# The data
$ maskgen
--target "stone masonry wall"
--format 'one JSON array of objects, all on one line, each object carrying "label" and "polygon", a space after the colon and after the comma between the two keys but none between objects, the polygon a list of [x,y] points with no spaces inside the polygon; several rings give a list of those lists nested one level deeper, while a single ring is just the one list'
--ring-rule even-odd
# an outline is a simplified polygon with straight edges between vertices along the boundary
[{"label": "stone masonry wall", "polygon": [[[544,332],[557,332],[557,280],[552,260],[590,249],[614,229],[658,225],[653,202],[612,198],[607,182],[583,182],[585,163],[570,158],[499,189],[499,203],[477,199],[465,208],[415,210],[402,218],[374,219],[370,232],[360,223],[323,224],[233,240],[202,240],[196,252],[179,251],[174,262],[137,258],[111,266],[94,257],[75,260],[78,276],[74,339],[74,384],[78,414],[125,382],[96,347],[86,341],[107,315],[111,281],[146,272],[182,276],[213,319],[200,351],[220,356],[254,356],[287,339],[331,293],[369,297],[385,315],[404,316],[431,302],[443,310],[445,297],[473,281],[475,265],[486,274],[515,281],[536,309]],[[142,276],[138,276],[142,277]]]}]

# Problem
Make an exact copy of every line in the data.

# Task result
$ maskgen
--target "stone masonry wall"
--format 'one JSON array of objects, all on one line, each object carrying "label" and "polygon", a space after the colon and after the comma between the two keys but none between objects, the polygon a list of [x,y] points with no spaces inside the polygon; several rings give a list of those lists nested one level deeper, while a single ring is just the one list'
--ring-rule even-odd
# an outline is a simplified polygon with straight edges between vertices along the boundary
[{"label": "stone masonry wall", "polygon": [[[544,332],[557,332],[557,280],[552,260],[590,249],[614,229],[658,225],[653,202],[612,198],[607,182],[583,182],[585,163],[570,158],[499,189],[499,203],[477,199],[465,208],[415,210],[402,218],[374,219],[370,232],[360,223],[323,224],[233,240],[202,240],[196,252],[179,251],[174,262],[137,258],[111,266],[94,257],[75,260],[78,276],[74,339],[74,384],[78,414],[125,382],[96,347],[86,341],[107,315],[111,281],[146,272],[182,276],[213,319],[200,351],[220,356],[254,356],[287,339],[331,293],[369,297],[385,315],[404,316],[431,302],[443,310],[445,297],[473,281],[475,265],[486,274],[515,281],[536,309]],[[142,276],[138,276],[142,277]]]}]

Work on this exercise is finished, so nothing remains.